■ **Goal 1**: Write out the passage on PayPal chargeback fraud from "Even though PayPal" to "the long run.".
■ **Goal 2**: Go on with the passage on PayPal chargeback fraud, picking up after its last sentence.

■ **Passage to read**:
Even though PayPal is well-known for being secure, easy to use, and easy to integrate if you’re a seller, it doesn’t come without its issues. As with most other payment processors, PayPal is susceptible to abuse, especially when it comes to PayPal chargeback fraud.
There are a couple of ways you can fall victim to fraudulent activities as a merchant, and it’s important to know about most of them so that you can prevent PayPal chargebacks and avoid losing money. In this article, we will provide you a better insight on the ins and outs of Paypal scams, and hopefully save you quite a bit of money in the long run.
Common PayPal Chargeback Scams
If you’re processing PayPal, keep the following PayPal credit card scams in mind:
Fake Email Scams
Creating a fake email account in today’s day and age is a piece of cake. Consequently, there are millions of fake email accounts that are used solely for fraudulent activities.

■ **Recorded data**:
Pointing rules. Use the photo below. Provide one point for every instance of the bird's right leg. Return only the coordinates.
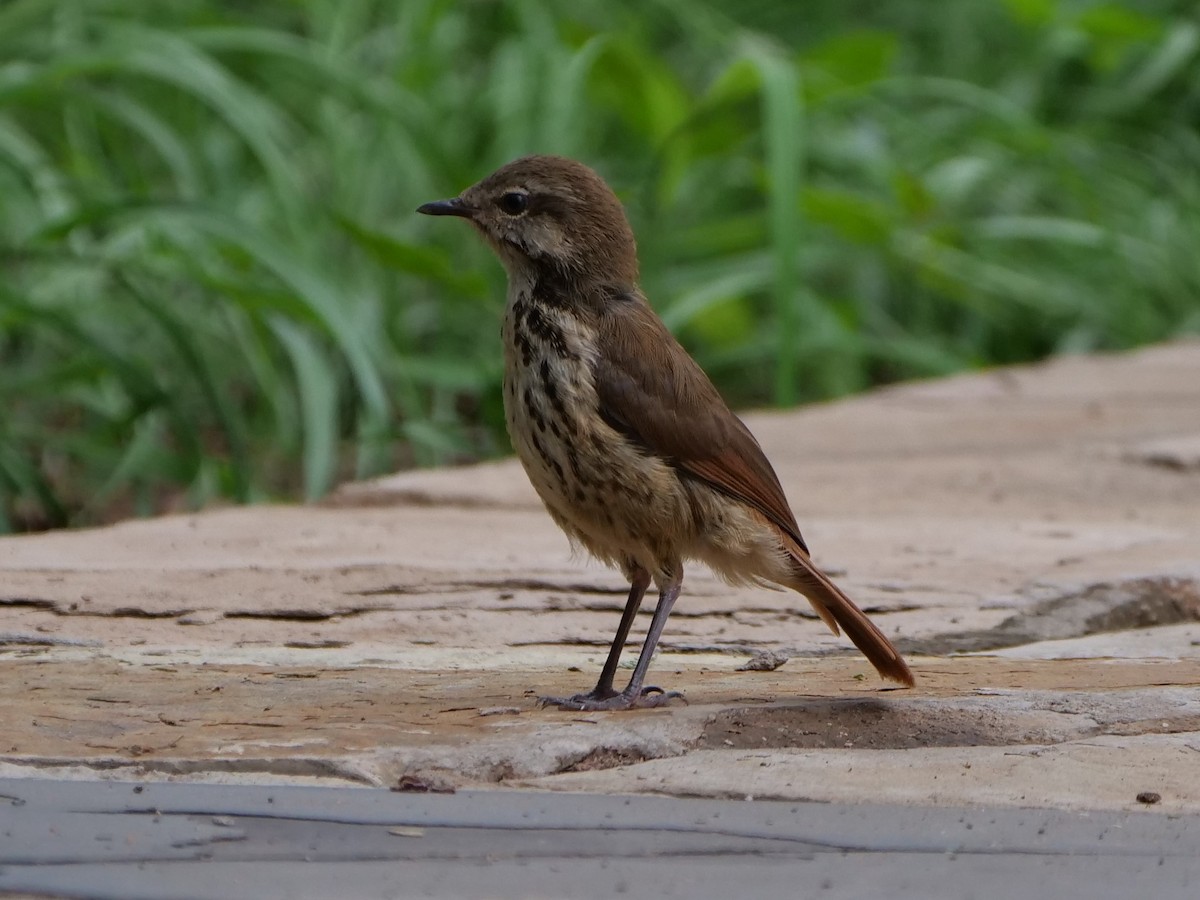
(604, 690)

■ **Written response 1**:
Even though PayPal is well-known for being secure, easy to use, and easy to integrate if you’re a seller, it doesn’t come without its issues. As with most other payment processors, PayPal is susceptible to abuse, especially when it comes to PayPal chargeback fraud.
There are a couple of ways you can fall victim to fraudulent activities as a merchant, and it’s important to know about most of them so that you can prevent PayPal chargebacks and avoid losing money. In this article, we will provide you a better insight on the ins and outs of Paypal scams, and hopefully save you quite a bit of money in the long run.

■ **Written response 2**:
In case of the PayPal fake email scam, the principle is pretty simple – the scammer will send an email (that appears to be from PayPal) to the merchant telling them that PayPal is holding the funds until the seller provides a tracking number for the shipment.DO NOT trust these emails because PayPal does not work that way. The company will never act as an escrow, nor will it withhold funds based on the aforementioned reasons.
The scammer’s idea here is to cause panic and rush you to ship the item and send them the tracking number. Once the item is shipped, it’s gone, and there’s very little chance (if any) that you’re getting the product back.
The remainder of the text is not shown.